Items from a dataset:
-- start --

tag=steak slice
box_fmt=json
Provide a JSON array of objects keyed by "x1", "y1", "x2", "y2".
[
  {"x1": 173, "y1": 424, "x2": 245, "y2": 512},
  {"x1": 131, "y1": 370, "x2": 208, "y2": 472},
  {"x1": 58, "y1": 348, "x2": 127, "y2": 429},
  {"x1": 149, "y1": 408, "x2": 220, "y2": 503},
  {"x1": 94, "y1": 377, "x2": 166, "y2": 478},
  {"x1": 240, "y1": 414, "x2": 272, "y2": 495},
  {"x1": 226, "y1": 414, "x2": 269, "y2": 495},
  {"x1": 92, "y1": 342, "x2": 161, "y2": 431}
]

-- end --

What the exercise asks =>
Reproduce each of the rows above word for word, without changing anything.

Task result =>
tag=steak slice
box_fmt=json
Provide a JSON array of objects keyed by "x1", "y1", "x2", "y2".
[
  {"x1": 173, "y1": 424, "x2": 245, "y2": 512},
  {"x1": 131, "y1": 370, "x2": 208, "y2": 472},
  {"x1": 58, "y1": 348, "x2": 127, "y2": 429},
  {"x1": 149, "y1": 408, "x2": 220, "y2": 503},
  {"x1": 94, "y1": 377, "x2": 166, "y2": 478},
  {"x1": 240, "y1": 414, "x2": 272, "y2": 495},
  {"x1": 226, "y1": 414, "x2": 269, "y2": 495},
  {"x1": 92, "y1": 342, "x2": 161, "y2": 431}
]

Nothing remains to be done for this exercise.